» **What you have to do**: Repeat the records verbatim and leave the pictures out of your copy.
** begin Provided entries **
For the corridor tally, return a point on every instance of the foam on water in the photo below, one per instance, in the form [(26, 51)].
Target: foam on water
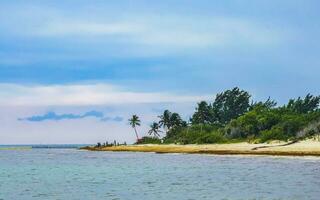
[(74, 174)]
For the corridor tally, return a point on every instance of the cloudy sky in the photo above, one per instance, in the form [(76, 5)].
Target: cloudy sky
[(73, 71)]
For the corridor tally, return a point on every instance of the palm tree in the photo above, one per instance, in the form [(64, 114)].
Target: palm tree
[(165, 120), (154, 130), (134, 122)]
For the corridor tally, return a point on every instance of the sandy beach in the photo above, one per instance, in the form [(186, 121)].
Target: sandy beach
[(302, 148)]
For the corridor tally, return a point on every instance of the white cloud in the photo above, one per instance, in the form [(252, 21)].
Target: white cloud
[(167, 31), (73, 95)]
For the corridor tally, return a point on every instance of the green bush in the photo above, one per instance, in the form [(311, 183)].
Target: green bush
[(149, 140), (211, 138)]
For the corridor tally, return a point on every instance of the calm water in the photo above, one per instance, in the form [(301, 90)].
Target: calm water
[(73, 174)]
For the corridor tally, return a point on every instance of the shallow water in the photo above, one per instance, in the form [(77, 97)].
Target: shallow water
[(74, 174)]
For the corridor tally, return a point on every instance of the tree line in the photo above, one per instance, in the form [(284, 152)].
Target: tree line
[(233, 116)]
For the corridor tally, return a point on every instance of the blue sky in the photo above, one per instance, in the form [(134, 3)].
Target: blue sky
[(72, 56)]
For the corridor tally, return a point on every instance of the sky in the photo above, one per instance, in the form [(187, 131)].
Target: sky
[(74, 71)]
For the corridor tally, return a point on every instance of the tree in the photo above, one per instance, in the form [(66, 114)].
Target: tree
[(230, 104), (268, 104), (308, 104), (175, 120), (134, 122), (165, 120), (154, 130), (203, 114)]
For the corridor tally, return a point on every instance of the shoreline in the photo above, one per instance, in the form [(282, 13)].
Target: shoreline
[(302, 148)]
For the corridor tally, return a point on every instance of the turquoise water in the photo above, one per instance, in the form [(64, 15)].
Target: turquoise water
[(74, 174)]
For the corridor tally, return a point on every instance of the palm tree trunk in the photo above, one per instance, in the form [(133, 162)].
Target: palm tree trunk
[(135, 130)]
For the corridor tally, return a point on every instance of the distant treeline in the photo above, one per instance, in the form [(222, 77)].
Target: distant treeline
[(233, 116)]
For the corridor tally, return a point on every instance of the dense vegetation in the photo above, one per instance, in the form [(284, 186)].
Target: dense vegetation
[(233, 116)]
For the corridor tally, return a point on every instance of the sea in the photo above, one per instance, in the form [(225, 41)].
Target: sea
[(67, 173)]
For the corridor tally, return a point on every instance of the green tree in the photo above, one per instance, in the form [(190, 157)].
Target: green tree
[(230, 104), (203, 114), (134, 122), (165, 120), (308, 104), (154, 130)]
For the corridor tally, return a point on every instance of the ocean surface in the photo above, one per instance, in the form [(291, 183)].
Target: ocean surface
[(73, 174)]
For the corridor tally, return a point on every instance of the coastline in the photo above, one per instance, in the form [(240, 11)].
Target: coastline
[(302, 148)]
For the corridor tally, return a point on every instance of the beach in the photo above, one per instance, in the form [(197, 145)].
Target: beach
[(303, 148)]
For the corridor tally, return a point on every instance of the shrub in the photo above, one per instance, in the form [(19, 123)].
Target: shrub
[(149, 140)]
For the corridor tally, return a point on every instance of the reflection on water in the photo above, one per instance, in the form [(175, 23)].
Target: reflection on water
[(74, 174)]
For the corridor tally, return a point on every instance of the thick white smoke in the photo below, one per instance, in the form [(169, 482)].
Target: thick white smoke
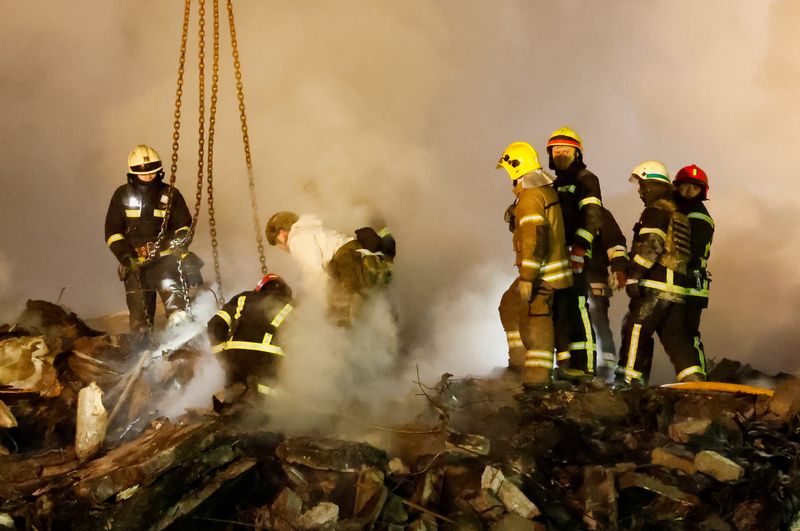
[(402, 110)]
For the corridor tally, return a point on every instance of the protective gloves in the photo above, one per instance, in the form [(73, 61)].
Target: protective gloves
[(525, 288), (633, 289)]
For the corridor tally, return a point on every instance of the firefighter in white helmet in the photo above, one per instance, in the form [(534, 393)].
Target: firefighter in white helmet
[(657, 282), (579, 194), (133, 223), (343, 268), (526, 308), (245, 334)]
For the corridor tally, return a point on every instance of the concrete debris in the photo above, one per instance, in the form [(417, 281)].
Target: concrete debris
[(91, 423), (26, 364), (482, 453), (717, 466), (323, 516), (785, 403), (682, 431)]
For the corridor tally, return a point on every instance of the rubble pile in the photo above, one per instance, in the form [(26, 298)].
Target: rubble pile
[(482, 453)]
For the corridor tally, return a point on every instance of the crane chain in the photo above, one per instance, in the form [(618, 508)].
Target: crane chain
[(212, 223), (174, 165), (246, 139)]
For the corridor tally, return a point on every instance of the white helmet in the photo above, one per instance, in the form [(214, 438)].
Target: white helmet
[(144, 159), (650, 170)]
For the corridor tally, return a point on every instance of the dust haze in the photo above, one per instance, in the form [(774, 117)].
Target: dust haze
[(359, 110)]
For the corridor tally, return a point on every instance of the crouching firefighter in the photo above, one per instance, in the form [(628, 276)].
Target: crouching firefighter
[(657, 282), (609, 251), (541, 259), (345, 268), (135, 233), (245, 336)]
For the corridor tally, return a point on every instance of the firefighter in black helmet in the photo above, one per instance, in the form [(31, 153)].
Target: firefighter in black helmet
[(245, 336), (133, 223)]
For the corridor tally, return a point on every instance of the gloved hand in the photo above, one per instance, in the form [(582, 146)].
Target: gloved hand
[(576, 259), (525, 288), (130, 266), (618, 279), (633, 289)]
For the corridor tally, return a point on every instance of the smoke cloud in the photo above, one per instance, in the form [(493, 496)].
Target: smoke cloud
[(358, 110)]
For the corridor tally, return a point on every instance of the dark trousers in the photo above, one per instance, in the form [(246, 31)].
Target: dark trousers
[(598, 311), (647, 315), (574, 337), (158, 277)]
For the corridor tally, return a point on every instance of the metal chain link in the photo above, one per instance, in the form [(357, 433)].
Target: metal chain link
[(174, 167), (246, 140), (212, 223), (176, 131)]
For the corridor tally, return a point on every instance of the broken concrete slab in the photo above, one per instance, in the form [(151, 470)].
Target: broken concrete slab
[(26, 364), (332, 454), (646, 482), (717, 466), (599, 497), (323, 516), (7, 419), (675, 458), (785, 402), (683, 430)]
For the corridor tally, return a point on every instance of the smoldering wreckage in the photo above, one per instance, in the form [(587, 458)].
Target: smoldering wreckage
[(83, 448)]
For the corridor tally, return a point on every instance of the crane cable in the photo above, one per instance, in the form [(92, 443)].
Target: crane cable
[(246, 140)]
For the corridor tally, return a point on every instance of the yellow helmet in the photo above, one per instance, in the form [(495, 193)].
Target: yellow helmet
[(519, 159), (565, 137), (282, 220), (143, 159)]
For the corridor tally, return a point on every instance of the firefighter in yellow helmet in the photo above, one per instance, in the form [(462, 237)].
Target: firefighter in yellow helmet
** end Provided entries **
» **Result below**:
For the corridor tally, return a point on every instance of the foam on water in the photo below, one per instance, in the form [(26, 51)].
Target: foam on water
[(74, 174)]
For the corridor tally, return a point on every instance of the cloudy sky in the photo above, one per instance, in the form [(76, 5)].
Target: cloudy sky
[(73, 71)]
For the corridor tally, return a point on every instance of the palm tree in the photo above, one per instance, in the form [(64, 114)].
Target: palm tree
[(165, 120), (154, 130), (134, 122)]
For the corridor tally, return a point on every instance of the sandy beach in the photo above, one per instance, in the form [(186, 121)].
Target: sandy beach
[(302, 148)]
For the corridor tally, return a point on every instance of the white cloud in the photo above, one per instance, in the form [(252, 21)].
Target: white cloud
[(167, 31), (73, 95)]
For the corridor tally, return a point on every instance of the green bush in the photo above, one per instance, in the form [(311, 183)].
Target: green bush
[(149, 140), (211, 138)]
For the corridor tally, return a point on every instance of the calm water in the photo above, one per instance, in the form [(301, 90)].
Target: calm water
[(73, 174)]
For the corridor tally, return a point on every instance of the shallow water in the photo above, one per instance, in the form [(77, 97)].
Target: shallow water
[(74, 174)]
For the corridor tally, return a point on every instance of the tree line in the photo above, one per instance, in the form [(284, 152)].
Target: tree line
[(233, 116)]
For the corridor tally, return a point on every instance of the blue sky in the photo above, one per instance, in the form [(134, 3)].
Target: blue sky
[(72, 56)]
For the corridor tally, return a point on every instance of the sky in the photo above, one per instance, in the form [(187, 131)].
Target: sky
[(74, 71)]
For the corridor tally, return a point on every instance of the tree in the photo above, one per instance, in the form [(66, 114)].
Target: tree
[(230, 104), (268, 104), (308, 104), (175, 120), (134, 122), (165, 120), (154, 130), (203, 114)]
For the corridor tally, return a point on every instance of the shoreline in the photo above, one per instance, in the form [(282, 13)].
Target: shoreline
[(302, 148)]
For the corridor tally, return a point on every instance of the turquoise water in the photo above, one per instance, in the form [(64, 15)].
Target: turquoise water
[(74, 174)]
For the corridor tally, return a point on every instance of the palm tree trunk in the photo above, one per instance, in the form [(133, 162)].
Target: palm tree trunk
[(135, 130)]
For the corridor tally, return a point on every instance of the distant treeline in the photo above, one per instance, in the form [(222, 77)].
Target: distant treeline
[(233, 116)]
For the corridor tally, return a point on every instance of the dense vegetation in the photo above, one per instance, in the form [(284, 186)].
Target: dense vegetation
[(233, 116)]
For the corridor tally, return a point on every instance of the sea in the photo above, one per instance, in the form [(225, 41)].
Target: sea
[(67, 173)]
For the corridor tally, return a point on every instance of the green tree in the photo above, one per instance, in the form [(190, 157)].
Target: green tree
[(230, 104), (203, 114), (134, 122), (165, 120), (308, 104), (154, 130)]
For the corridor tally, return a point on every instance of the ocean surface in the photo above, one per instance, in the form [(291, 183)].
Target: ocean surface
[(73, 174)]
For the corridor tally, return a point on every instance of the coastline in the photo above, one per instance, in the form [(240, 11)].
Target: coastline
[(302, 148)]
For the corridor tally, return a point on every instance of the beach in the photo above, one per instance, in the form [(197, 145)].
Target: beach
[(303, 148)]
For the corridor tally, return a point on every instance of the shrub in the photo above, one per instance, in the form [(19, 123)].
Target: shrub
[(149, 140)]
For the corridor tally, return a point on every instance of the reflection on water in the photo above, one per instance, in the form [(175, 23)].
Target: reflection on water
[(74, 174)]
For the corridor tally, return a point on every instance of the thick white smoke in the photo below, one per instance, in the form [(169, 482)].
Target: thick white smoke
[(402, 110)]
For the corridor tally, return a point on every instance of the protective gloves in the photo above, one per instance, in the form [(73, 61)].
Target: protective gloves
[(525, 288), (633, 289)]
For the corridor tally, return a point on every instance of the firefighter in white helmet in the photo above, one per instance, in the form [(534, 393)].
Target: firefighter in white helmet
[(657, 282), (579, 194), (133, 223), (343, 268), (526, 308), (245, 334)]
For the corridor tally, return a point on every instance of the concrete debris in the photo above, one per instance, in the form [(417, 281)].
Target: concrete debris
[(91, 423), (26, 364), (482, 453), (717, 466), (323, 516), (785, 403), (682, 431)]
For the corridor tally, return a point on every instance of the rubble pile in the photo above, one per instance, in the form [(26, 298)].
Target: rubble pile
[(482, 453)]
For the corridor tally, return a point on every instance of the crane chain in the photo above, one per instance, in the form [(618, 508)].
Target: crane chain
[(212, 223), (174, 165), (246, 139)]
For the corridor tally, return a point on every instance of the white helmet in the photo above, one per instance, in the form [(214, 438)].
Target: white helmet
[(144, 159), (650, 170)]
For the corridor tally, return a point on every instance of the dust haze in the photo above, one per instance, in the form [(774, 117)].
Target: dust haze
[(359, 110)]
For the corridor tally, return a point on every instance of the crouching firefighter in the photo above, one per instance, in the form [(628, 276)].
Target: crouching firefighter
[(657, 282), (609, 251), (541, 259), (345, 268), (135, 233), (245, 336)]
For the corridor tally, return a point on every instance of the firefighter in black helmet in the photo above, one per instance, in the form [(31, 153)].
Target: firefighter in black helmet
[(245, 336), (133, 223)]
For the corridor tally, return a point on every instance of the gloved hand in the photo above, one per instance, in the form [(582, 146)].
Target: gloved hand
[(576, 259), (525, 288), (130, 266), (618, 279), (633, 289)]
For the corridor tally, return a point on every instance of the smoke cloud in the photo above, one per instance, in the form [(493, 496)].
Target: smoke cloud
[(358, 110)]
For the corridor tally, return a point on every instance of the dark trousers in the photo above, one per instance, in the form [(246, 31)].
Target: dark trousers
[(598, 311), (647, 315), (574, 337), (158, 277)]
For the corridor tally, return a point on every instance of the metal chain link in the photo above, one per instance, in the form [(357, 433)].
Target: metal chain link
[(174, 167), (246, 140), (212, 223), (176, 131)]
For the corridor tally, return a point on every instance of the broken concrete slab in the photo above, one per instance, in the form [(151, 470)].
Target: broken concrete slab
[(26, 364), (332, 454), (646, 482), (717, 466), (599, 497), (323, 516), (7, 419), (675, 458), (785, 402), (683, 430)]
For the corridor tally, return a point on every instance of the smoldering wreckage in the photo above, one per instance, in the form [(587, 458)].
Target: smoldering wreckage
[(83, 448)]
For the corridor tally, return a point on every instance of the crane cable in the photo above, one per instance, in the form [(92, 443)].
Target: crane cable
[(246, 140)]
For the corridor tally, return a point on every instance of the yellow helmet in the photo above, one per instance, in the form [(495, 193)].
Target: yellow helmet
[(519, 159), (565, 137), (282, 220), (143, 159)]
For the corridor tally, return a point on every instance of the firefighter in yellow helmet in the photo above, one per instance, in the form [(462, 237)].
Target: firefighter in yellow helmet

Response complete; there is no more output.